**DOCUMENT SECTION**
+ + + +
ALEXANDER SMIRNOV “I regret nothing.”

This interview with Alexander Smirnov was originally published in the Russian weekly Afisha in the spring of 2013. As soon as the issue came out, Alexander brought it to his boss, the press secretary for Marat Khusnullin, deputy mayor of Moscow. A few days later, Alexander’s boss called him in for a conversation. She said that the deputy mayor, a Muslim, wouldn’t understand, and that if Alexander didn’t resign, their whole team would be fired, including her, a single mother.

Alexander was offered four months’ pay for his silence about being fired. He took the money (cash, in an envelope) and wrote a resignation letter effective the following day. Two months later, he found himself in the back of a police transport van for the first time. He had participated in a sanctioned LGBT protest and was beaten up and detained. Four months after that, when Vladimir Putin announced there is no discrimination against homosexuals in Russia, Alexander gave another interview where he told the story of how he was fired. “I’m still not convinced that I did the right thing,” he says, “I should have probably returned the money after doing the second interview.” But since his resignation, he hasn’t been able to find work with a comparable salary, possibly because he has reluctantly become a gay rights activist.

This year he turns 40, but he is still afraid to come out in church, during confession. He has little hope of finding a new job, and not very much faith in becoming a successful activist, especially since the police refused to open an investigation into his assault at the protest. “I regret nothing,” said Alexander, insisting we quote him on that.
+ + + +
**Dataset excerpt**
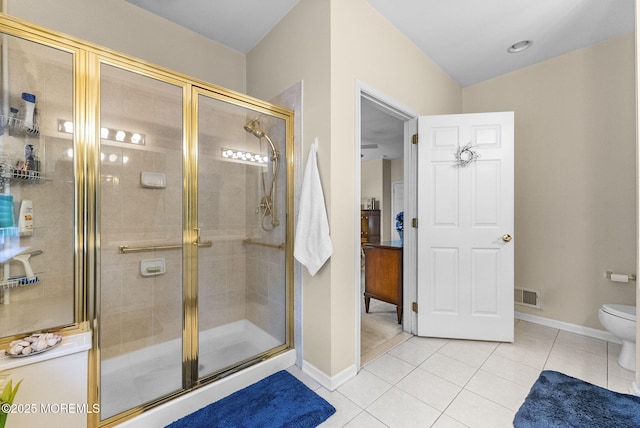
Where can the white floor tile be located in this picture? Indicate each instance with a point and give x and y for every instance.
(444, 383)
(364, 420)
(470, 352)
(447, 368)
(346, 409)
(412, 353)
(398, 409)
(433, 343)
(477, 412)
(389, 368)
(497, 389)
(511, 370)
(577, 369)
(445, 421)
(433, 390)
(531, 357)
(537, 330)
(583, 343)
+ + + +
**WORK INSTRUCTIONS**
Using the Alexander Smirnov interview introduction, decide whether each statement agrees with it. Answer yes or no for each and quote the deciding words. (a) Alexander accepted four months' pay in cash. (b) The police opened an investigation into his assault at the protest. (c) The interview first appeared in Afisha in the autumn of 2013. The listing is separate material with no connection to the Alexander Smirnov interview introduction.

**FINISHED ANSWER**
(a) Yes: "Alexander was offered four months’ pay for his silence about being fired. He took the money (cash, in an envelope)"
(b) No: "the police refused to open an investigation into his assault at the protest"
(c) No: "originally published in the Russian weekly Afisha in the spring of 2013"